## WHAT THIS TASK INVOLVES
Shown below are entries with pictures; the line with "Target: white trim" through the line with "Target: tan stucco wall" is the span to retype exactly, and the pictures stay out.

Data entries
----
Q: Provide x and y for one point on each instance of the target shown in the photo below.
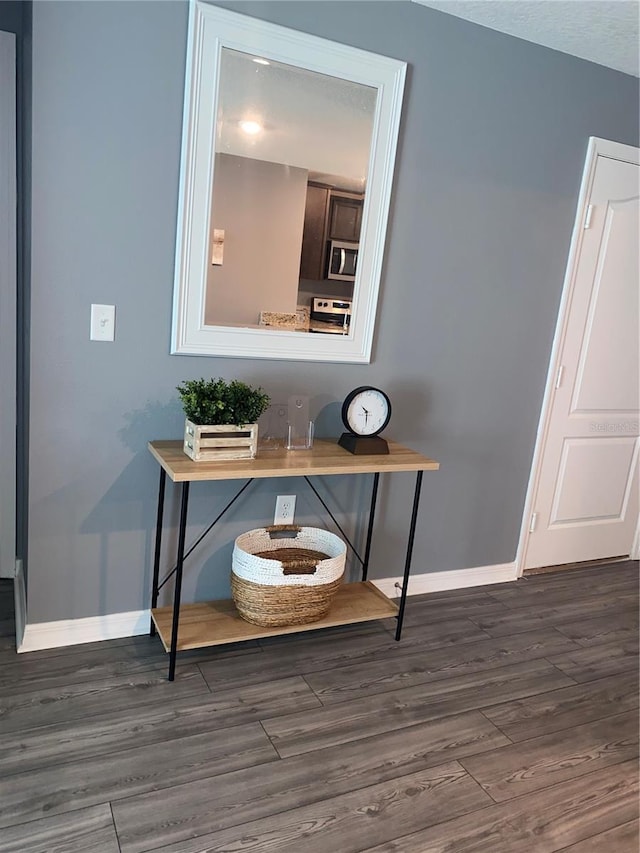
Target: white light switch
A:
(103, 323)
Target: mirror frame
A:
(210, 30)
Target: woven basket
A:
(286, 575)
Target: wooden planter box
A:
(219, 443)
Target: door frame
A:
(8, 298)
(596, 148)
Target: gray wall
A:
(260, 207)
(15, 17)
(493, 141)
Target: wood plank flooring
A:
(505, 721)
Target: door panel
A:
(586, 501)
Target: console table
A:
(212, 623)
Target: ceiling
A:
(602, 31)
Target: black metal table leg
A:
(372, 513)
(407, 564)
(156, 557)
(178, 587)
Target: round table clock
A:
(366, 411)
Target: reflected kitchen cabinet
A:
(345, 216)
(330, 214)
(313, 235)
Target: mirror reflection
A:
(292, 150)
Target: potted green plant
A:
(221, 418)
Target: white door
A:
(7, 304)
(585, 498)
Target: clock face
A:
(366, 411)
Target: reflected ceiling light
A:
(250, 127)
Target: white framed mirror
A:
(288, 153)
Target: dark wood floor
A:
(506, 720)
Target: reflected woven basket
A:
(286, 575)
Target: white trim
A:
(596, 148)
(455, 579)
(91, 629)
(210, 30)
(635, 548)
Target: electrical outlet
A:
(285, 509)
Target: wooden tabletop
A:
(325, 457)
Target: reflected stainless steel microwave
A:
(343, 258)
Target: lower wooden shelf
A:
(214, 623)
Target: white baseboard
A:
(91, 629)
(456, 579)
(71, 632)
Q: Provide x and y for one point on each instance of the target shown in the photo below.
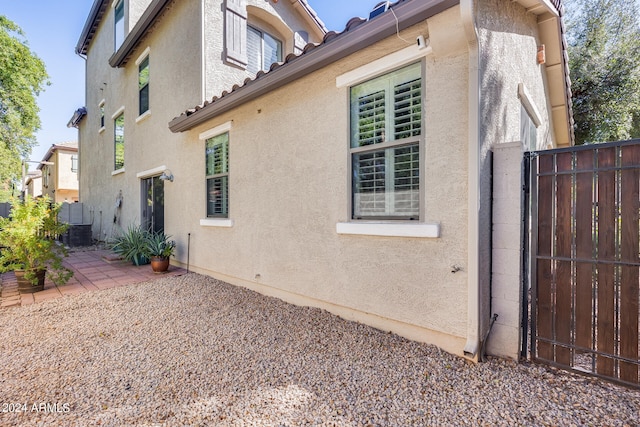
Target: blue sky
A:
(52, 29)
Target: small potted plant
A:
(131, 244)
(159, 248)
(30, 249)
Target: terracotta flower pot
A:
(25, 286)
(159, 264)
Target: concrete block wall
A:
(504, 340)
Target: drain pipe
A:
(472, 346)
(483, 352)
(188, 249)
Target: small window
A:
(74, 163)
(118, 142)
(119, 24)
(217, 175)
(386, 129)
(101, 107)
(262, 50)
(143, 86)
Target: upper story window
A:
(217, 175)
(143, 86)
(386, 135)
(101, 107)
(74, 163)
(118, 142)
(262, 50)
(119, 24)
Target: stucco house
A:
(354, 175)
(59, 172)
(146, 60)
(33, 183)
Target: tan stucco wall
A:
(65, 178)
(508, 38)
(289, 187)
(174, 85)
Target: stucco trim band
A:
(424, 230)
(216, 222)
(218, 130)
(382, 65)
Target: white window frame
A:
(144, 56)
(391, 228)
(102, 116)
(114, 117)
(119, 30)
(263, 66)
(226, 222)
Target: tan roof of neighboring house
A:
(357, 34)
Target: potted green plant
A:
(131, 244)
(159, 248)
(30, 249)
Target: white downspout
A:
(472, 346)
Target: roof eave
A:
(405, 14)
(148, 18)
(90, 26)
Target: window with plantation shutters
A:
(263, 50)
(386, 129)
(235, 23)
(118, 142)
(217, 173)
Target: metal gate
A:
(585, 263)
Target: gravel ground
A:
(194, 351)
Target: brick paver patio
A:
(92, 270)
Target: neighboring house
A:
(146, 61)
(355, 176)
(59, 180)
(33, 183)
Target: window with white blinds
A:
(262, 50)
(386, 129)
(217, 175)
(118, 142)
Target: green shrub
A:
(28, 238)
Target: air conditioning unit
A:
(379, 9)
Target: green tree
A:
(22, 77)
(604, 47)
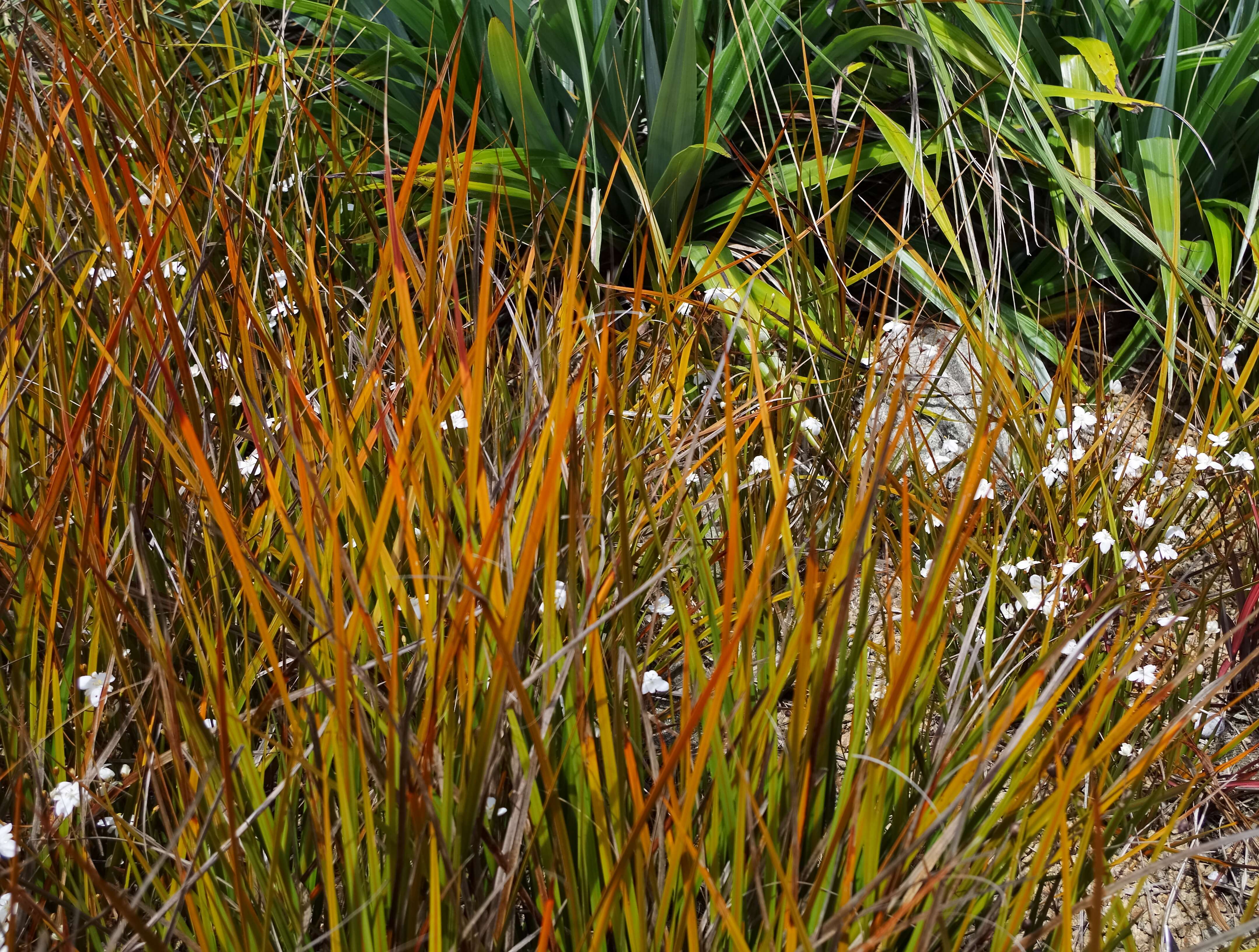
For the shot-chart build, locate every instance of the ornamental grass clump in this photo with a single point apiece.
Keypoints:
(398, 552)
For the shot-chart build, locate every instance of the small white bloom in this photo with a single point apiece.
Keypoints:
(66, 798)
(8, 844)
(1213, 723)
(1229, 360)
(95, 685)
(1206, 463)
(1243, 461)
(1082, 419)
(654, 684)
(1146, 676)
(1130, 466)
(1140, 516)
(1135, 560)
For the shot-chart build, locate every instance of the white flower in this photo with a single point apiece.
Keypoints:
(1243, 461)
(1130, 466)
(1146, 674)
(95, 685)
(8, 844)
(1072, 647)
(1206, 463)
(1213, 723)
(1229, 362)
(1135, 560)
(654, 684)
(66, 798)
(1139, 514)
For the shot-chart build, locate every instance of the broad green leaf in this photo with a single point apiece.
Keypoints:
(518, 91)
(1222, 235)
(912, 160)
(1101, 60)
(1079, 124)
(673, 124)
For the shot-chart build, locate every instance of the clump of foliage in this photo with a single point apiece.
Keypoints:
(470, 475)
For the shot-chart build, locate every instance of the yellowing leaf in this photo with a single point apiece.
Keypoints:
(1101, 60)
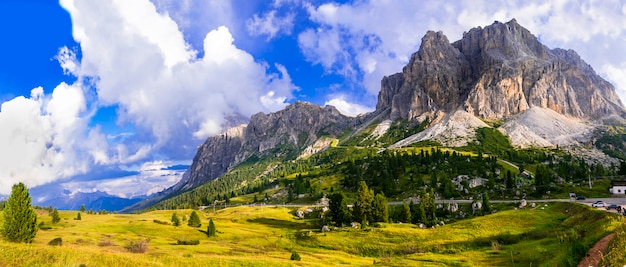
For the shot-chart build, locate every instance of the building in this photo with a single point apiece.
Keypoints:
(618, 187)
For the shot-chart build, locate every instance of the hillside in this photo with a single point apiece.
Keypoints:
(496, 93)
(556, 234)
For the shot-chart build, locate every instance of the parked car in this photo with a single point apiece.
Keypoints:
(598, 204)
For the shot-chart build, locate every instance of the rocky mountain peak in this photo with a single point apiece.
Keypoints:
(493, 73)
(287, 131)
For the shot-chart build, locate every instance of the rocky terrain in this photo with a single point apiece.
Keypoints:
(498, 75)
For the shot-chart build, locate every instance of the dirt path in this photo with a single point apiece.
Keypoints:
(595, 253)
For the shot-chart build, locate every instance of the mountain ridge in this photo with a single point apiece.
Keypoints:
(540, 97)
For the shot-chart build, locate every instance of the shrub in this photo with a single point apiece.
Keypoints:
(44, 227)
(187, 242)
(161, 222)
(295, 256)
(20, 220)
(138, 246)
(56, 242)
(106, 243)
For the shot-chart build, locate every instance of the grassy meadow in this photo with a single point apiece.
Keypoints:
(554, 235)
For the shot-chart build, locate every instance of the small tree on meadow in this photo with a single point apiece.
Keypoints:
(211, 231)
(55, 216)
(486, 204)
(405, 216)
(175, 220)
(194, 220)
(20, 220)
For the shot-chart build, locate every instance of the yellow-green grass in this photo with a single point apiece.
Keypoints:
(266, 236)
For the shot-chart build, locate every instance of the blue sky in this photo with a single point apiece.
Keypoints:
(105, 95)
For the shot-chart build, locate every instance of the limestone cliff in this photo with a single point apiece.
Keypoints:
(283, 133)
(493, 73)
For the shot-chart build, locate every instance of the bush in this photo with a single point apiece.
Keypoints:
(106, 243)
(56, 242)
(44, 227)
(187, 242)
(138, 246)
(295, 256)
(161, 222)
(20, 219)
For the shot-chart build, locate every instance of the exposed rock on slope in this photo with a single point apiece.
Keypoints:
(540, 127)
(494, 73)
(288, 131)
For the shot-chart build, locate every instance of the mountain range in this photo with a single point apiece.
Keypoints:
(498, 77)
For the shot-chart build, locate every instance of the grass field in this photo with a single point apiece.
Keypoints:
(267, 236)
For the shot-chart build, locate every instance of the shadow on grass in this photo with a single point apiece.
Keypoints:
(282, 224)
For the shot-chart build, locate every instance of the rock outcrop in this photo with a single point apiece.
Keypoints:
(283, 133)
(494, 73)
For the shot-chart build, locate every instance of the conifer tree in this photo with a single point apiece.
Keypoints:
(55, 216)
(211, 231)
(363, 205)
(338, 206)
(175, 220)
(380, 210)
(486, 204)
(406, 213)
(194, 220)
(20, 220)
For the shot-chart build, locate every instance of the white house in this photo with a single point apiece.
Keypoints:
(618, 187)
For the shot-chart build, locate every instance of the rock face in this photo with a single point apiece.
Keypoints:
(494, 73)
(282, 133)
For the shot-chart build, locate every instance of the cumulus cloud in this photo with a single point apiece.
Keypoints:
(136, 59)
(43, 138)
(348, 108)
(152, 177)
(270, 24)
(156, 78)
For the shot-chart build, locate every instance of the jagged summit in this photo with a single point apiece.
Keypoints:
(494, 73)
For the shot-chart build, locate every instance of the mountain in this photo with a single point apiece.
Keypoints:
(499, 73)
(499, 77)
(95, 201)
(283, 134)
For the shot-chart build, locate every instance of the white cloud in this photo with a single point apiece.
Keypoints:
(42, 139)
(155, 78)
(153, 177)
(270, 24)
(348, 108)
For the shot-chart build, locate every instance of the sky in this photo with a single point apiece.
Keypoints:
(115, 96)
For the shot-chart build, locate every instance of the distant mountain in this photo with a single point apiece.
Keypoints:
(95, 201)
(500, 73)
(499, 77)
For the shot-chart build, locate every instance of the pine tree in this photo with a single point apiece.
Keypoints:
(338, 206)
(405, 216)
(55, 216)
(363, 205)
(194, 220)
(211, 231)
(380, 210)
(20, 220)
(175, 220)
(486, 204)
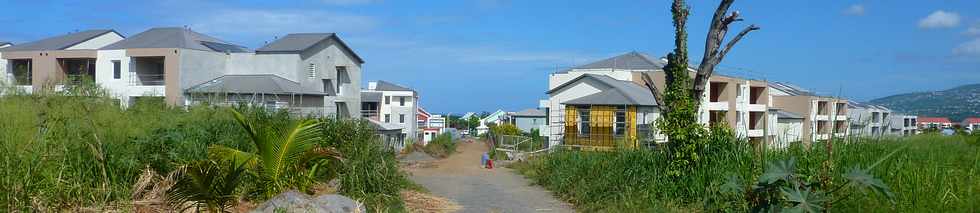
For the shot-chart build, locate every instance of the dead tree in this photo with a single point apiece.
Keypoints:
(713, 52)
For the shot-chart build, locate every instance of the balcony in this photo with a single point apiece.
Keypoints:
(147, 71)
(137, 79)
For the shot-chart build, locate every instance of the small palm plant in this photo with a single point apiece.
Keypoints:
(285, 157)
(206, 183)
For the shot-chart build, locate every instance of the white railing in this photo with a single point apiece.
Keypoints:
(136, 79)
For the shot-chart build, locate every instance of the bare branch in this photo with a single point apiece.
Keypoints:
(653, 89)
(728, 47)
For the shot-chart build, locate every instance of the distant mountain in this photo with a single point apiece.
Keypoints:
(956, 103)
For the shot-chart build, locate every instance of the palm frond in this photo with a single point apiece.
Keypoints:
(237, 157)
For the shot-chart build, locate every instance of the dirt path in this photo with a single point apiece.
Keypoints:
(461, 179)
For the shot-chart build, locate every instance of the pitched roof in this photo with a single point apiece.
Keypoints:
(388, 86)
(175, 37)
(631, 60)
(383, 126)
(859, 105)
(621, 92)
(791, 89)
(298, 42)
(922, 119)
(783, 114)
(251, 84)
(59, 42)
(530, 113)
(367, 96)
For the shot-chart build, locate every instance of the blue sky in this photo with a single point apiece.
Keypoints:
(481, 55)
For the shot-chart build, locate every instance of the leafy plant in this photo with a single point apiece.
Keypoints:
(781, 187)
(208, 184)
(285, 156)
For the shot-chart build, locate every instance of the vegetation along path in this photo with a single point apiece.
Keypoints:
(461, 178)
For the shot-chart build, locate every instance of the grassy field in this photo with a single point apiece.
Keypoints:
(65, 152)
(928, 173)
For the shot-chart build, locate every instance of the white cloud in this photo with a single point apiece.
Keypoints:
(267, 23)
(348, 2)
(854, 10)
(970, 48)
(940, 19)
(973, 30)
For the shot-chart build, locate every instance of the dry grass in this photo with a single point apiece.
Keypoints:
(420, 202)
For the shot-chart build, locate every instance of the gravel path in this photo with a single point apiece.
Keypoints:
(461, 179)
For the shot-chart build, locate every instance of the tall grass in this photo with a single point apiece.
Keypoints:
(933, 173)
(61, 151)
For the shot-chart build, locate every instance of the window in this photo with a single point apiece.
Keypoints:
(620, 121)
(583, 126)
(328, 87)
(311, 69)
(116, 69)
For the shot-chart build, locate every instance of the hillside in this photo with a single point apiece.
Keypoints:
(956, 103)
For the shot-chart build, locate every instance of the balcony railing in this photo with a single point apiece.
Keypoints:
(368, 113)
(146, 79)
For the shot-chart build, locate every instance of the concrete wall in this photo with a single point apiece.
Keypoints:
(121, 88)
(326, 56)
(395, 109)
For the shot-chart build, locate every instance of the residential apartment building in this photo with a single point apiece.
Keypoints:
(868, 120)
(904, 125)
(599, 111)
(824, 117)
(934, 123)
(311, 73)
(529, 119)
(392, 104)
(785, 127)
(740, 103)
(56, 61)
(4, 71)
(971, 124)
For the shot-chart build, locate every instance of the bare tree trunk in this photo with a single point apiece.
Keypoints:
(713, 54)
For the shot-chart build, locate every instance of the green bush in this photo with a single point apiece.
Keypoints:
----
## EXPECTED OUTPUT
Target: white trim
A:
(596, 148)
(455, 579)
(91, 629)
(210, 30)
(635, 548)
Target: electrical outlet
A:
(285, 509)
Target: wooden tabletop
A:
(325, 457)
Target: reflected stainless steel microwave
A:
(343, 258)
Target: lower wooden shelf
A:
(214, 623)
Target: white baseboard
A:
(91, 629)
(456, 579)
(71, 632)
Q: Provide x and y for one point on each instance of the target shown in the photo below.
Target: blue sky
A:
(52, 29)
Target: small potted plant
A:
(131, 244)
(159, 248)
(30, 249)
Target: terracotta flower pot
A:
(25, 286)
(159, 264)
Target: concrete block wall
A:
(504, 340)
Target: drain pipe
A:
(472, 346)
(483, 352)
(188, 249)
Target: small window
A:
(74, 163)
(118, 142)
(119, 24)
(217, 175)
(386, 129)
(101, 107)
(262, 50)
(143, 86)
Target: upper story window
A:
(217, 175)
(143, 86)
(386, 135)
(101, 107)
(74, 163)
(118, 142)
(262, 50)
(119, 24)
Target: stucco house
A:
(354, 175)
(59, 172)
(146, 60)
(33, 183)
Target: tan stucco wall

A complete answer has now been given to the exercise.